▸ The problem
When you reach the records below, repeat each one exactly as written.

━━━━━ Material supplied ━━━━━

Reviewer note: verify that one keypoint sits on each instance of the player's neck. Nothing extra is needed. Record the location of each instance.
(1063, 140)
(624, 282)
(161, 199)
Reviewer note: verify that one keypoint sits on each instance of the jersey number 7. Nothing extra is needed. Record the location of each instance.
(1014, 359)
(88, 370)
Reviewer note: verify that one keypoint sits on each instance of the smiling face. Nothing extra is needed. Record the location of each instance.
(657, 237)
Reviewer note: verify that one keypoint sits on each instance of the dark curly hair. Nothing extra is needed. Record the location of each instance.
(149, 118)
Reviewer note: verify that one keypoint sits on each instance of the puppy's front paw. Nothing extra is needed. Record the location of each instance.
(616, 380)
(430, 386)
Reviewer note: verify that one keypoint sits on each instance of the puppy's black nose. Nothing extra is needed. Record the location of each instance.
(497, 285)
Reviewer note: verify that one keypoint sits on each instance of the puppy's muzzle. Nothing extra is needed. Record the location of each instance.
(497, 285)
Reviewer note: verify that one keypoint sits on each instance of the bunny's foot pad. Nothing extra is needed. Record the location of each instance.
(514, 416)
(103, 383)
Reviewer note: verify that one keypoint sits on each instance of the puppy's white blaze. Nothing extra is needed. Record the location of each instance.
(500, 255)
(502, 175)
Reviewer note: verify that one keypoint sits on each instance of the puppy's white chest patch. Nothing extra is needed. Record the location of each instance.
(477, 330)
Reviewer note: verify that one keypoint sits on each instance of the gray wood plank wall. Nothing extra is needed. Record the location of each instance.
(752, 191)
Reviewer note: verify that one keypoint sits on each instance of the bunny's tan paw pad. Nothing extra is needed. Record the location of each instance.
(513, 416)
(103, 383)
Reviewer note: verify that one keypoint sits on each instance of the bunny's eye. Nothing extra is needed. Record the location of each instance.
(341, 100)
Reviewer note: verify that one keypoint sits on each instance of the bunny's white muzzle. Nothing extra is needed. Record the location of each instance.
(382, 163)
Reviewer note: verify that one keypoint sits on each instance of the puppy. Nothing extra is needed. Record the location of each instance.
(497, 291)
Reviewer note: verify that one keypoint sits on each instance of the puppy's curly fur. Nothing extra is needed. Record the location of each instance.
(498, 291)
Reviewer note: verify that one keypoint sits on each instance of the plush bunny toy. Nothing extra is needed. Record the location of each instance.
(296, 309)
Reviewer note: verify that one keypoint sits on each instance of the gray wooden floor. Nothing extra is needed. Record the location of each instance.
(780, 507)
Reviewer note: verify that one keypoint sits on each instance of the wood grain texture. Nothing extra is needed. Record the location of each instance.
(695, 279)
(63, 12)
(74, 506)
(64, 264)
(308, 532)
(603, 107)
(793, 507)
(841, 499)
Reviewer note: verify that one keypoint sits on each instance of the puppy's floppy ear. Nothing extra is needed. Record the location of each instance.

━━━━━

▸ Exercise solution
Reviewer note: verify that one keypoint sits on each instance of the player's neck. Nothing extra is needed. Record the location of each instance.
(1063, 140)
(624, 282)
(161, 199)
Reviewer note: verify that one keypoint sits on each instance of the jersey number 7. Nothing extra is needed. Record the location of each instance.
(1014, 359)
(88, 370)
Reviewer note: verify that one keypoint sits on each instance of the smiling face. Nothing extra is needed. Record the location of each instance.
(657, 237)
Reviewer note: verify that one keypoint sits on each instance of the dark curly hair. Nothing extra is needed. Record the location of each instance.
(149, 118)
Reviewer note: verify that one keypoint sits on each instance of the puppy's front paw. Nothing extra is needed. Record the location of each instance.
(616, 380)
(430, 386)
Reviewer note: verify that one keypoint sits on each instance of the puppy's black nose. Nothing extra is needed. Record the location of each instance.
(497, 285)
Reviewer note: verify that one keypoint sits on each instance of the puppy's muzzle. Nothing extra is needed. Record the location of each instance.
(497, 285)
Reviewer note: verify that one keypoint sits on each instance of the bunny's foot pad. Nothing extra is needed. Record the location of each instance.
(514, 416)
(103, 383)
Reviewer note: verify that one keypoint sits on each instance of the puppy's white blaze. Nothing extra is needed. Record the location of each instance.
(500, 255)
(502, 175)
Reviewer note: verify that one keypoint sits on each instance of the puppy's white chest patch. Nothing extra is needed. Record the location of each instance.
(477, 330)
Reviewer note: verify that one keypoint sits on each instance of the gray wood plank wall. Nothing extra is needed. Record the location of each instance.
(752, 191)
Reviewer note: verify that one keypoint sits on each instance of the bunny's tan paw pad. Nothing extra is needed. Record the location of each instance.
(513, 416)
(103, 383)
Reviewer note: verify that one keypoint sits on each instance of the bunny's eye. Nothing extra is needed. Record the location of each instance.
(341, 100)
Reviewer note: verify that one keypoint sits on each instance of the bunny's white muzzle. Nothing extra is needed. Record the location of each instance.
(382, 163)
Reviewer note: verify that one keypoint sits on each instance of the puppy. Nothing extra is needed. Record the location of each instance.
(497, 291)
Reviewer note: verify that one keypoint sits on each instance of the puppy's curly fur. Nothing extra is needed. Record the location of each instance.
(498, 291)
Reviewer note: verify that one keypoint sits on each instance of the plush bunny toy. Nothing extra is needed. Record the location of each instance.
(296, 309)
Reviewer note: verify that one keypoint sits on each instance of the gray wooden floor. Nothing extra is needed. Record the location of each instance.
(780, 507)
Reviewer note: verify that one keypoint sits on each instance of the wood grain texture. Nothing extra is needed. Record the location of each instance.
(695, 279)
(63, 12)
(74, 506)
(64, 264)
(308, 532)
(603, 107)
(793, 507)
(841, 499)
Reviewer note: verify that one keypoint sits on each instance of the puppy's floppy ear. Nothing extra is needed. Record the location of each instance.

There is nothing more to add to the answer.